Prompt: Reproduce the data below, substituting "be found" for each occurrence of "be located" and leaving everything else unchanged.

Material provided:

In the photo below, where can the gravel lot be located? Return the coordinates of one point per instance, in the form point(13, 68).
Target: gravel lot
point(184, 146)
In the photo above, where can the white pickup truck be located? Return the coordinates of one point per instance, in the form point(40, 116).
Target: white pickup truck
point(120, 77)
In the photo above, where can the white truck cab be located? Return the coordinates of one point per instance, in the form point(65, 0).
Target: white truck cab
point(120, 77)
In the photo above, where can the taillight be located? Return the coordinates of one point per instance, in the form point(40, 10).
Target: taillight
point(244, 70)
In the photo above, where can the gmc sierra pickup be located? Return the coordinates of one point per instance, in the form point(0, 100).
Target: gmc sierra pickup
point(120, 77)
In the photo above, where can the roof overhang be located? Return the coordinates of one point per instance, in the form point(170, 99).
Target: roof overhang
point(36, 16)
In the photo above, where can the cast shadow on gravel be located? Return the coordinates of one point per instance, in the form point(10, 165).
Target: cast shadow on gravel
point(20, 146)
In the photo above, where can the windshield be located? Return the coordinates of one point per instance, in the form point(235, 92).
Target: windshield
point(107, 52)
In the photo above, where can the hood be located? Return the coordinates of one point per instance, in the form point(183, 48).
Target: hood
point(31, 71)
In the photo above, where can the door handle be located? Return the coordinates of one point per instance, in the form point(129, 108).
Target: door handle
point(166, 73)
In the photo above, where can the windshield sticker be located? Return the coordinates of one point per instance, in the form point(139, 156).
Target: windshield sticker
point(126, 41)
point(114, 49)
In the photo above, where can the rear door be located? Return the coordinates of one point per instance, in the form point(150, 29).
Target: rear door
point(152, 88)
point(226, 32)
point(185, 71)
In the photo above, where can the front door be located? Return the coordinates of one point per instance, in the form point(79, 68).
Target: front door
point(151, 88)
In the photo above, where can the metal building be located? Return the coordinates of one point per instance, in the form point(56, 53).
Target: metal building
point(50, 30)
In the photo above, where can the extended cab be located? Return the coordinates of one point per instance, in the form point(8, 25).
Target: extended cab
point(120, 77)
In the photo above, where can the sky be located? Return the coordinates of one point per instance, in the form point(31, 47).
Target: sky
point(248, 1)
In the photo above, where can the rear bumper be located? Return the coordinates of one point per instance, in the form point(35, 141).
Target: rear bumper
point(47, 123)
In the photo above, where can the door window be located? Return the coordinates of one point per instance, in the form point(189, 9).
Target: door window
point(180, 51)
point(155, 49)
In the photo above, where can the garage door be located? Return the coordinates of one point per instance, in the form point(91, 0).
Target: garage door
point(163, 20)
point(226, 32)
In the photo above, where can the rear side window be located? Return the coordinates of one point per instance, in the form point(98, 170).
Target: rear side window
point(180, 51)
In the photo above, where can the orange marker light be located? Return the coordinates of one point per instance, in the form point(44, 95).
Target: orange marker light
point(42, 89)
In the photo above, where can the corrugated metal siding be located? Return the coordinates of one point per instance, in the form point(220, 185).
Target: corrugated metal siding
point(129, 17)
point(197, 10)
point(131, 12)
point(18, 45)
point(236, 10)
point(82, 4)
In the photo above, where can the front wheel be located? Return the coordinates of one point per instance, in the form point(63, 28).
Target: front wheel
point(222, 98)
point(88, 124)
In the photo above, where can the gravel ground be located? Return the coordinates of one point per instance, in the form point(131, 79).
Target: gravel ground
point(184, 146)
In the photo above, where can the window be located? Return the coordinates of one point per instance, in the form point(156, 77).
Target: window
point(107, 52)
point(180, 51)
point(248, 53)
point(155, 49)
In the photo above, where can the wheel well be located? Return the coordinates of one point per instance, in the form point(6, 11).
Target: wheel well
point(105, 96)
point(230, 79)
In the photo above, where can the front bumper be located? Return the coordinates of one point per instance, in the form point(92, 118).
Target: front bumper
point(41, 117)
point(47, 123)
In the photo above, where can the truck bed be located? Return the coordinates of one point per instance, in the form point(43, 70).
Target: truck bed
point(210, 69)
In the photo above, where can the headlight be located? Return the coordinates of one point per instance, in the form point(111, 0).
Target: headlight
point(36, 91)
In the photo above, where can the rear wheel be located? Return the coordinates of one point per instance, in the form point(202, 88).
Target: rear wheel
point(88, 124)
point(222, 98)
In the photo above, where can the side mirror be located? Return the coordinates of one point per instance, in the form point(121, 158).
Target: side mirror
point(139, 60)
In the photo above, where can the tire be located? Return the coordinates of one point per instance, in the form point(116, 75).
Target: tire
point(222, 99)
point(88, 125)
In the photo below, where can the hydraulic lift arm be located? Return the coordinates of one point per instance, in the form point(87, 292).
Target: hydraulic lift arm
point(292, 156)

Correct result:
In the photo below, where can the gravel lot be found? Return the coordinates of one point per instance, in the form point(13, 68).
Target: gravel lot
point(184, 146)
In the photo above, where can the white pickup truck be found? Return the coordinates of one point per instance, in the form point(40, 116).
Target: white pickup truck
point(120, 77)
In the photo above, where can the white truck cab be found? Return the coordinates of one point per instance, in the form point(65, 0).
Target: white truck cab
point(120, 77)
In the photo above, where can the taillight be found? Return the coordinates of one point per instance, in the form point(40, 10).
Target: taillight
point(244, 70)
In the photo above, where can the gmc sierra pickup be found? Return the coordinates of one point per instance, in the form point(0, 100).
Target: gmc sierra pickup
point(120, 77)
In the photo above, where can the roof overhang be found? Return the coordinates of one point per instance, in the form point(170, 99).
Target: roof overhang
point(36, 16)
In the photo above, where can the cast shadow on gravel be found? Return the coordinates of one point per instance, in the form point(10, 165).
Target: cast shadow on gravel
point(20, 146)
In the photo above, where can the windshield be found? Return the coordinates of one point per instance, in the form point(235, 92).
Target: windshield
point(107, 52)
In the photo above, where can the hood be found? Return the coordinates of one point per instance, in the form point(183, 48).
Target: hood
point(31, 71)
In the photo above, where can the door handle be found? Return the coordinates of one point per instance, in the form point(129, 108).
Target: door handle
point(166, 73)
In the photo above, where can the windshield sticker be found? Return the coordinates of one point per instance, in the form point(139, 156).
Target: windshield sticker
point(126, 41)
point(114, 49)
In the photo above, where can the rear door be found? Return the coordinates of one point per instance, in the form point(150, 29).
Target: rear door
point(152, 88)
point(226, 32)
point(185, 71)
In the photo above, where can the front door be found? Return the coordinates of one point per instance, in the form point(79, 68).
Target: front door
point(151, 88)
In the photo above, where can the metal building be found? Return the coordinates of one point per instance, in the form point(56, 53).
Target: metal building
point(50, 30)
In the photo above, where can the extended cab be found? Return the coordinates of one point per instance, in the form point(8, 25).
Target: extended cab
point(120, 77)
In the photo above, where can the sky be found? Return the coordinates of one point per instance, in the form point(31, 47).
Target: sky
point(248, 1)
In the photo above, where can the rear bumper be found? Return the coordinates of one point per instance, in the form point(35, 141).
Target: rear bumper
point(47, 123)
In the photo above, where can the door window be found? Return the coordinates of one point per instance, in the form point(189, 9).
Target: door window
point(180, 51)
point(155, 49)
In the photo above, where can the garage door be found? Return the coordinates of one point per instance, in the form point(91, 0).
Target: garage door
point(163, 20)
point(226, 32)
In the photo above, where can the rear side window be found? Return the coordinates of one point per instance, in the form point(98, 170).
Target: rear side window
point(180, 51)
In the photo above, where can the orange marker light be found? Return the coordinates of one point per instance, in the form point(44, 95).
Target: orange marker light
point(42, 89)
In the photo above, where can the corrugated metal siding be found? Return the coordinates of one point per instance, in the form point(220, 185).
Target: corrugated metal siding
point(129, 17)
point(197, 10)
point(131, 12)
point(18, 45)
point(236, 10)
point(82, 4)
In the photo above, where can the front wheel be found? Return the coordinates of one point per instance, in the form point(63, 28).
Target: front wheel
point(222, 98)
point(88, 124)
In the photo above, where can the gravel ground be found? Return the coordinates of one point per instance, in the form point(131, 79).
Target: gravel ground
point(184, 146)
In the photo above, where can the window be found? Return the coordinates of one point per instance, in the form point(156, 77).
Target: window
point(107, 52)
point(180, 51)
point(248, 53)
point(155, 49)
In the photo above, where can the wheel well be found? Return the coordinates of one point per instance, in the form point(6, 11).
Target: wheel well
point(105, 96)
point(230, 79)
In the photo above, where can the front bumper be found? Return the coordinates of one point per instance, in the form point(92, 118).
Target: front bumper
point(41, 117)
point(47, 123)
In the photo above, where can the truck bed be found? Return the coordinates of one point per instance, in the form point(43, 70).
Target: truck bed
point(210, 69)
In the photo above, where can the headlight be found? Return the coordinates of one point per instance, in the form point(111, 0).
Target: headlight
point(36, 91)
In the photo above, where can the rear wheel be found? Return the coordinates of one point per instance, in the form point(202, 88).
Target: rear wheel
point(88, 124)
point(222, 98)
In the photo above, where can the side mirror be found? Return the coordinates of one point per instance, in the form point(121, 158).
Target: side mirror
point(139, 60)
In the photo above, where can the tire be found? Return the coordinates of one point per instance, in the form point(116, 75).
Target: tire
point(222, 99)
point(88, 125)
In the photo below, where can the hydraulic lift arm be found? Return the coordinates of one point per instance, in the form point(87, 292).
Target: hydraulic lift arm
point(292, 156)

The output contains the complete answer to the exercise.